[Records for this exercise]
________________
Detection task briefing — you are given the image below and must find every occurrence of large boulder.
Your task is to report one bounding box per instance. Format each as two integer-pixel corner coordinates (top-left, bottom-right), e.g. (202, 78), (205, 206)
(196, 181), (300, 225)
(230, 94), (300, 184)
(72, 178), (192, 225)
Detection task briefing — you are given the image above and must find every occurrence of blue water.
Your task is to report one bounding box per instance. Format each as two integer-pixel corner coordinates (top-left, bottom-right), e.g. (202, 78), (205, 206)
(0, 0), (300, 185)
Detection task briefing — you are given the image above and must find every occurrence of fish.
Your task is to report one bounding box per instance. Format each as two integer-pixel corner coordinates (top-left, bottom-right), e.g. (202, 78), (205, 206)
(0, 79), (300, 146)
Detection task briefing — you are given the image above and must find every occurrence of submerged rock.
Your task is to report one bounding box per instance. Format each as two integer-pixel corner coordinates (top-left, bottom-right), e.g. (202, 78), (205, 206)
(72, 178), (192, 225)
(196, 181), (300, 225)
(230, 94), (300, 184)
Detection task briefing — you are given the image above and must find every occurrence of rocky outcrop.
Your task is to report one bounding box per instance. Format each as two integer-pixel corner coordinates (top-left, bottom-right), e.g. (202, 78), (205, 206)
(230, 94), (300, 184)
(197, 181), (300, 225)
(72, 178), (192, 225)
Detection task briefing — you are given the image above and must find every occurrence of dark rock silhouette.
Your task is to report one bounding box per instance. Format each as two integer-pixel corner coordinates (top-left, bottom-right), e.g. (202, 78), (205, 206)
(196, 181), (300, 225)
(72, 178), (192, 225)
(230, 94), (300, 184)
________________
Convert the listing from the line containing "dark rock silhouette." through the end of the listing, inclusive, into a two-column CSV with the headers instruction and boxes. Write one row per instruction, put each value in a single double-quoted field, and replace line breaks with spaces.

[Task answer]
instruction,boxes
"Detection task briefing — you are given the image above and must find every occurrence of dark rock silhouette. Your task is to report one bounding box per instance. Format each as two integer-pixel corner coordinates (top-left, bottom-right), e.g. (202, 78), (205, 206)","(196, 181), (300, 225) (72, 178), (192, 225) (230, 94), (300, 184)"